# [PROMPT]
Look through the entries. Copy each line that has the word "Target".

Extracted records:

-- -- --

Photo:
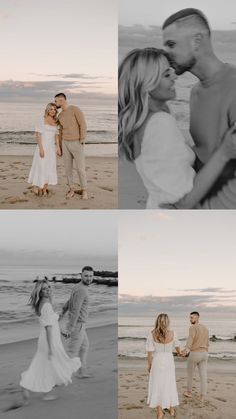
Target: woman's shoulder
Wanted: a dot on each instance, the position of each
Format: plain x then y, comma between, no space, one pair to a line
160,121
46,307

-- -- --

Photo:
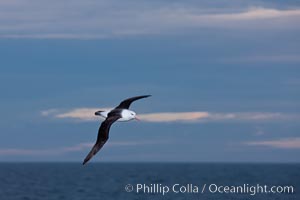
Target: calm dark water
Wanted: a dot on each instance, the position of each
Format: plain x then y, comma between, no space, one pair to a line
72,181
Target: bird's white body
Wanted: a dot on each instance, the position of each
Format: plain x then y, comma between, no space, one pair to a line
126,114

-- -- --

# [RESPONSE BOX]
Target: woman's shoulder
Target: calm dark water
Target: bird's white body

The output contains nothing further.